*** Document extract ***

Let’s revisit the ways Zero Balancing (ZB) principles can help you in your everyday life. Specifically, how applying the concepts of fulcrums and working states can help you cope with change and uncertainty. The term “fulcrum” is used to describe each technique used during a ZB session. A fulcrum is a catalyst for change. Life choices and world events can be viewed as fulcrums that create change, whether chosen or imposed.
A fulcrum enables movement, much like a stationary board becomes a lever when placed on one. When your ZB practitioner places and holds a fulcrum for a few seconds, your system responds by initiating motion. In response to the practitioner’s stillness, your internal world begins to reorganize and change. This process, known as a working state, is an in-between phase—between your previous patterns and the new ones that are emerging. Each fulcrum, working state, and new pattern are integral to an organic process that naturally progresses you toward improved health.
Life events, like job change, moving house, getting married, a pandemic, can be viewed as fulcrums. Each acts as a catalyst for change, leading to a subsequent “working state.” In certain situations, we actively place a fulcrum, much like a Zero Balancing practitioner. We choose to make a change. In others, we are the ones on the ZB table, receiving the impact of the fulcrum. In both instances, whether change has been chosen or imposed, a working state follows. This in-between state is inherently unstable because things are in motion; things are changing. From this perspective, it’s perfectly normal to feel stressed, for things to feel challenging or extremely uncomfortable.
Understanding fulcrums and working states can help you understand and cope with your experience. If you have not initiated the change, you are receiving the fulcrum. You have not chosen this experience and yet here you are. Recognition that you are in a working state can help you feel more stable, even if things are still in motion. The stress you feel is a normal, if uncomfortable, response to change. You can anticipate that once the new pattern is established, you are likely to feel better. You realize that you are experiencing a normal part of re-orienting around a change and may be better able to tolerate the discomfort as a result. It may not feel easy, it may feel easier!

*** End of Document extract ***
*** Provided material ***

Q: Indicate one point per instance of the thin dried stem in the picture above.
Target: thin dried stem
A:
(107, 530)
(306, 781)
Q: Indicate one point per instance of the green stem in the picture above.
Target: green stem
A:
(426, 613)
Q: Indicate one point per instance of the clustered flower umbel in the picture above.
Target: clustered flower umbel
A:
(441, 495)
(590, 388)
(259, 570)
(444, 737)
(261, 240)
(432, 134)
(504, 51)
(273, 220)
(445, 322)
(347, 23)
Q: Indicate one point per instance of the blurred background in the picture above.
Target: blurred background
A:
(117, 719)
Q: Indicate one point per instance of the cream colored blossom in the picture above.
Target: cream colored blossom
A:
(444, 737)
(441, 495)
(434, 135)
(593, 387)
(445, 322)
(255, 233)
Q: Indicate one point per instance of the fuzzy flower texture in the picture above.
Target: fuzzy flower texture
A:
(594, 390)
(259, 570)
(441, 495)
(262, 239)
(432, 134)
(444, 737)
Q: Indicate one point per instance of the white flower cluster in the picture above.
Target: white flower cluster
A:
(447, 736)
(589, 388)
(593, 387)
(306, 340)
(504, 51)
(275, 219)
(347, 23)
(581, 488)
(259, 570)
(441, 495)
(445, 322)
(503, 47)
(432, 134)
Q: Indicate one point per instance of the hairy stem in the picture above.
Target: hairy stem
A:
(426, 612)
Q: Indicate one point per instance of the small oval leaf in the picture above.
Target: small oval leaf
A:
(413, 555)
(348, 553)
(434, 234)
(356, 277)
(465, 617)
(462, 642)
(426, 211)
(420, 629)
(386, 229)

*** End of Provided material ***

_Work instruction 1_
Answer the following questions using the Zero Balancing text.
(a) What does the term "fulcrum" describe in a ZB session?
(b) What is the in-between phase between previous patterns and emerging ones called?
(c) Which life events are given as examples of fulcrums?
_Work instruction 2_
Write out the Zero Balancing text word for word, from "Understanding fulcrums and" up to and including "may feel easier!".

_Task output 1_
(a) Each technique used during a ZB session.
(b) A working state.
(c) Job change, moving house, getting married, and a pandemic.

_Task output 2_
Understanding fulcrums and working states can help you understand and cope with your experience. If you have not initiated the change, you are receiving the fulcrum. You have not chosen this experience and yet here you are. Recognition that you are in a working state can help you feel more stable, even if things are still in motion. The stress you feel is a normal, if uncomfortable, response to change. You can anticipate that once the new pattern is established, you are likely to feel better. You realize that you are experiencing a normal part of re-orienting around a change and may be better able to tolerate the discomfort as a result. It may not feel easy, it may feel easier!